[REQUIREMENT 1]:
In the restaurant passage, which restaurant did Sara pick?

I let Sara pick, because my only preferences are "no Cocoa Moon" (my friend Kristin and I ate there once and my food was so terrible that I've never gone back) and no seafood. I don't really eat seafood, other than tuna salad, and I'm dubious of seafood restaurants in landlocked states. Sara shared my concern, explaining that the half-price sushi specials at the local restaurant are twice a week because they are the nights before they get their fish deliveries. They have to clear out the old fish before it goes bad. With that in mind, Sara picked Stock & Barrel, a new-ish burger place that I've heard about but not eaten at. I'm not usually a burger eater, but I decided to go with it because I said she could pick and hadn't counted it out, and I have been curious to try them since I keep hearing how good they are.

It turns out that they are good. I'm not sure they're worth $12 a burger, but as a once in a while meal, it doesn't feel like I overpaid, especially since I tried something completely different on random impulse, and it turned out to be delicious.

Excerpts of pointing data

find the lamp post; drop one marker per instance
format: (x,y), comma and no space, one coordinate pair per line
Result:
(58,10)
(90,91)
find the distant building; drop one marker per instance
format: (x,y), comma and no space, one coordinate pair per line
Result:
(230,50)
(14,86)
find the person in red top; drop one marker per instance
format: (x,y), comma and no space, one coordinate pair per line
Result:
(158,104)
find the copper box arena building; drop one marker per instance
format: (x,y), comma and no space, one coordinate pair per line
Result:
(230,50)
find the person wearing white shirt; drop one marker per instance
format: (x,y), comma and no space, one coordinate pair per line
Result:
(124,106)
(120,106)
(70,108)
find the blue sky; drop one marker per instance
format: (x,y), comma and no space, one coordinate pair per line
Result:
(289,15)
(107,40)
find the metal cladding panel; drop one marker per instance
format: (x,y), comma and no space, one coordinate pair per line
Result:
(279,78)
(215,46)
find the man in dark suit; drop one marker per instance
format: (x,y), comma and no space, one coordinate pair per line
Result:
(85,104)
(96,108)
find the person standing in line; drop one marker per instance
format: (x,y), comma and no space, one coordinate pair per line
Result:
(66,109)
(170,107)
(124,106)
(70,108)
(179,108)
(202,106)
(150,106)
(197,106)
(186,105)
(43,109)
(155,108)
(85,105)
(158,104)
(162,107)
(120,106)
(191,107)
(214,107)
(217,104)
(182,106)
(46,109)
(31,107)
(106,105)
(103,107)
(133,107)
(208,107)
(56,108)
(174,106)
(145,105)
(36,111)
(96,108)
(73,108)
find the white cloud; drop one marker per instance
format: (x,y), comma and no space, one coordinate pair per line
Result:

[REQUIREMENT 2]:
Arrange the lines of the records, starting at the line that contains "find the white" and ending at the end of the records, as a JSON list of strings with one string per line and blank lines left out.

[FULL SOLUTION 1]:
Stock & Barrel

[FULL SOLUTION 2]:
[
  "find the white cloud; drop one marker per instance",
  "format: (x,y), comma and no space, one coordinate pair per line",
  "Result:"
]